*TEXTE FOURNI*:
################

En fait, considérant qu'il était difficile de demander à
des rédactions habituées à travailler pour des audiences
nationales, de faire des journaux adaptés à un auditoire
étranger, M. Jean-Paul Cluzel a préconisé la mise en place
d'un dispositif propre à Téléfi, indépendant de
France Télévision, appelé " socle " dans son
rapport. Celui-ci aurait été alimenté par les images de
France Télévision, de l'UER, d'Euronews, ainsi que par celles des
agences spécialisées, tandis que ses services de rédaction
s'appuieraient sur ceux de France Télévision et de RFI.
Cependant, Téléfi aurait privilégié les
réseaux de correspondants de RFI et de l'AFP, nettement plus
étoffés que ceux de France Télévision. Enfin,
Téléfi et France Télévision auraient pu s'associer
pour couvrir avec des images propres certains grands événements
car il est important de ne pas dépendre uniquement de sources
anglo-saxonnes " dans des situations que ces dernières
négligent ou traitent avec un parti pris marqué. Le coût de
ce " socle " serait d'environ 50 millions de francs,
mais en
tenant compte des redéploiements, le solde à financer serait plus
faible, de l'ordre de 10 à 20 millions de francs.

################

*LIGNES FOURNIES*:
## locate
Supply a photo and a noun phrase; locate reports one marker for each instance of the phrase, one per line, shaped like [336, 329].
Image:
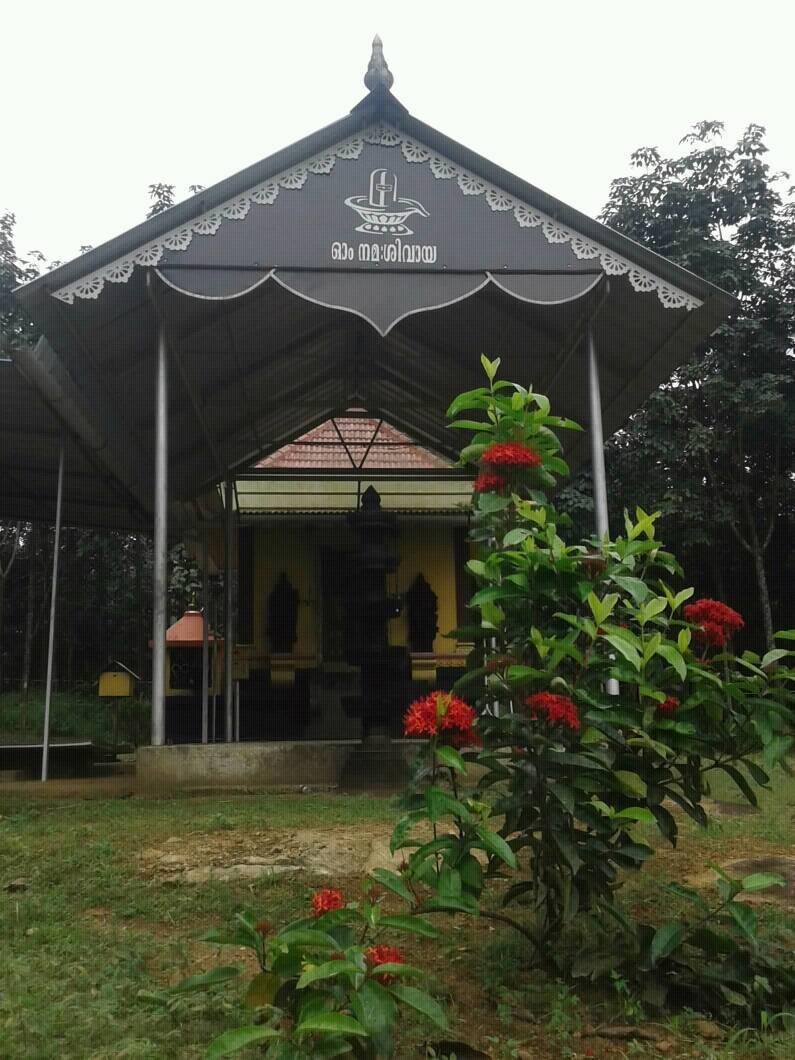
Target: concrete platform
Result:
[263, 766]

################

*CONSIGNE 1*:
Extrayez du texte sur le projet Téléfi le passage qui commence à « En fait, considérant » et se termine à « Télévision et de RFI. ».
*CONSIGNE 2*:
D'après le texte sur le projet Téléfi, les affirmations suivantes sont-elles exactes ? Répondez par oui ou par non en citant les mots du texte qui tranchent. (a) Le « socle » devait dépendre de France Télévision. (b) Les réseaux de correspondants de RFI et de l'AFP sont plus étoffés que ceux de France Télévision. (c) Le solde à financer serait de 50 millions de francs.

*RÉPONSE RÉDIGÉE 1*:
En fait, considérant qu'il était difficile de demander à
des rédactions habituées à travailler pour des audiences
nationales, de faire des journaux adaptés à un auditoire
étranger, M. Jean-Paul Cluzel a préconisé la mise en place
d'un dispositif propre à Téléfi, indépendant de
France Télévision, appelé " socle " dans son
rapport. Celui-ci aurait été alimenté par les images de
France Télévision, de l'UER, d'Euronews, ainsi que par celles des
agences spécialisées, tandis que ses services de rédaction
s'appuieraient sur ceux de France Télévision et de RFI.

*RÉPONSE RÉDIGÉE 2*:
(a) Non : « d'un dispositif propre à Téléfi, indépendant de France Télévision ».
(b) Oui : « réseaux de correspondants de RFI et de l'AFP, nettement plus étoffés que ceux de France Télévision ».
(c) Non : « le solde à financer serait plus faible, de l'ordre de 10 à 20 millions de francs ».